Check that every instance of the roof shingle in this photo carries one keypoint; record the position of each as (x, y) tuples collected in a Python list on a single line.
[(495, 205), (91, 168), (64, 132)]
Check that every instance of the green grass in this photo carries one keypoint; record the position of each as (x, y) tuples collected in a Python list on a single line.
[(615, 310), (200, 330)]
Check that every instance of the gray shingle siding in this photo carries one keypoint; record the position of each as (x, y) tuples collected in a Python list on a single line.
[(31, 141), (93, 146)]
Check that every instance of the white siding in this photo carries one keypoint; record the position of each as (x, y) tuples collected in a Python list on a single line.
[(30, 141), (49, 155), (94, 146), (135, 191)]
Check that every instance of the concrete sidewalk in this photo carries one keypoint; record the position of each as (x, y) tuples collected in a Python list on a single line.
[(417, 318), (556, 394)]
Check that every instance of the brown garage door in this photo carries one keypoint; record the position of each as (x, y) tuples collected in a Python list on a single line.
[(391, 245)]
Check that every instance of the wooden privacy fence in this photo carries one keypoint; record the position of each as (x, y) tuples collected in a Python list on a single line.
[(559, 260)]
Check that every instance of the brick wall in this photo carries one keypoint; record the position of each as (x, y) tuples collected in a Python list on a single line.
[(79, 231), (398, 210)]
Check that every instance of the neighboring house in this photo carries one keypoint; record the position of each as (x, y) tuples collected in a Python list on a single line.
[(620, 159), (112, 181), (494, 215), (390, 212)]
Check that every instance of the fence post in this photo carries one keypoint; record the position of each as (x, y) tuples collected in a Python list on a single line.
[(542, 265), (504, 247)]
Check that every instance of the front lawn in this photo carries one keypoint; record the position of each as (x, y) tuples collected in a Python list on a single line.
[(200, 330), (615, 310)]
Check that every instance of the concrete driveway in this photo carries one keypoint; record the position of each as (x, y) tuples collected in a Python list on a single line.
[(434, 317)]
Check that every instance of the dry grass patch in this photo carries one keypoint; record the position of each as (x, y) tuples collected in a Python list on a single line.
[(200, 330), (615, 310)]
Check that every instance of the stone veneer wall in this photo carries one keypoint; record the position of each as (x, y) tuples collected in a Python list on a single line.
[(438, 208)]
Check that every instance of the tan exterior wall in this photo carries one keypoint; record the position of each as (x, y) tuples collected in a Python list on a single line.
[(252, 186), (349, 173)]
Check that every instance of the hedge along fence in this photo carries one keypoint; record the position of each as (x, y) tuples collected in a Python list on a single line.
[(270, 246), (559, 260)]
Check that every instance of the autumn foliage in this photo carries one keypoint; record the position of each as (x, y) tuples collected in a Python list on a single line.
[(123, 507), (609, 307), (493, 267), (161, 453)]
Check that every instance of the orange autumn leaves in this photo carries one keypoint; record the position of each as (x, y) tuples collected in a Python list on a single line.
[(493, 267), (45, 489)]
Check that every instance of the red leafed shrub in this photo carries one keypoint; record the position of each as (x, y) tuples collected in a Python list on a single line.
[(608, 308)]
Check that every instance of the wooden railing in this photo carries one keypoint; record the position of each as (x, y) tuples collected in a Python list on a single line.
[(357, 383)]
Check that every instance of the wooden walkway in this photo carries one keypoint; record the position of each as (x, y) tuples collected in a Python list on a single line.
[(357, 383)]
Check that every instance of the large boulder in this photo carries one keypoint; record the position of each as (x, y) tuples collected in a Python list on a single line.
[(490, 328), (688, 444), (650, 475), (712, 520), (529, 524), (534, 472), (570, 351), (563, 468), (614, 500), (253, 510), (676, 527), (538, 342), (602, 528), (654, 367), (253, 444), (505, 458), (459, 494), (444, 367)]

::::

Return, character for character, the listing lines from the one containing "Check that every instance of the brown" to the one containing "[(434, 317)]", including both of those lines.

Check that every instance of the brown garage door in this photo carries one keypoint; record the position of each as (x, y) tuples collected in a Python list on a single line.
[(391, 245)]
Check that every instance of the wooden privacy fence in this photo carries one keypoint; record the position of each as (x, y) tuples collected in a Python list on a single line.
[(559, 260)]
Check that every instance of the brick wall in this photo carries one keypoint; record the position of each as (x, y) tuples collected in a Python list on a single line.
[(79, 231), (398, 210)]
Check that every instance of the neighboring house in this photo carries one keypoint; record the position of each as (x, y) tuples collected in a Python list on a single line.
[(620, 159), (112, 181), (494, 215), (390, 212)]
Check that every instance of the fence post in this photo carries one keypoint; record the position of each as (x, y) tuples collected in a Python list on a single line.
[(542, 265), (504, 247)]
Check that every instance of the front lawn in this photo carries one keypoint; record the position of each as (x, y) tuples collected in a Python list on a single line.
[(200, 330), (615, 310)]
Check that every instance of the concrete driveway in this photo carries one keypoint; record the position of each as (x, y) tuples collected in a Python list on a single line.
[(434, 317)]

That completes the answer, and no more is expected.